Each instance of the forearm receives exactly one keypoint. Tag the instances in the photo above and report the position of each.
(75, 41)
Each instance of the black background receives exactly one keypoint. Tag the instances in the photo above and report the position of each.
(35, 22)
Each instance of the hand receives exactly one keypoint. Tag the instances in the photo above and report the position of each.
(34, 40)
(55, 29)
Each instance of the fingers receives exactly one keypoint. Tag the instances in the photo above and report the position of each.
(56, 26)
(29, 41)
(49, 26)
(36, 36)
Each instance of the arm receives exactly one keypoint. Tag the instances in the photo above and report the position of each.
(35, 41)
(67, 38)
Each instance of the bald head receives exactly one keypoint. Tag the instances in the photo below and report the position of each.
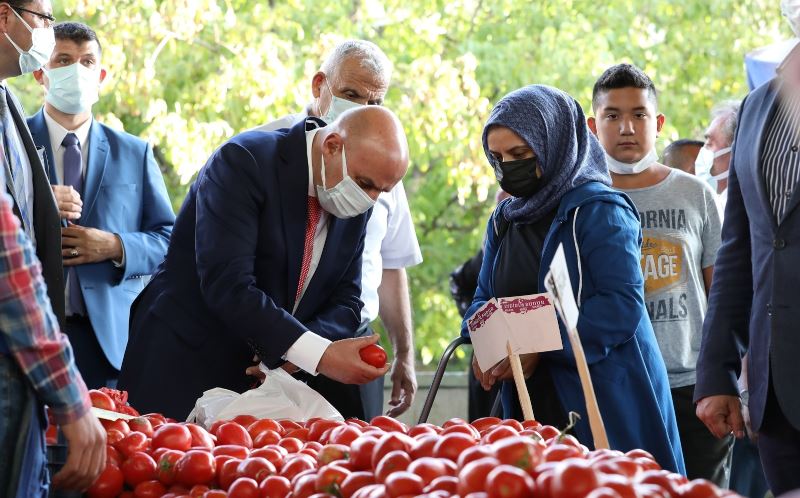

▸ Exercise goal
With the pictures omitted, the entries are to be transcribed in full, exactly as they appear.

▸ The answer
Each instance of the forearm receives exactly one keypoint. Tag the instances in the photo above and report the position of each.
(75, 41)
Each instance of the black background receives exactly one keypoint. Tag the instances in the photo above and report the position of each.
(35, 22)
Each instance of the hand receives exactly one keypoint. Tag the instances in the photo above and report the position of each.
(34, 40)
(55, 29)
Each instance of the fingers receives exactly one keypoint. Tag the instances in the photo above and report the position of each.
(56, 26)
(29, 41)
(49, 26)
(36, 36)
Each instance of the arm receives exactly one keypoint. Tag the instances in the photo above and report the position of each.
(35, 41)
(67, 38)
Each instance of the bald head receives exactly one keypoint. Tag the instances in the photo below and report the position of each.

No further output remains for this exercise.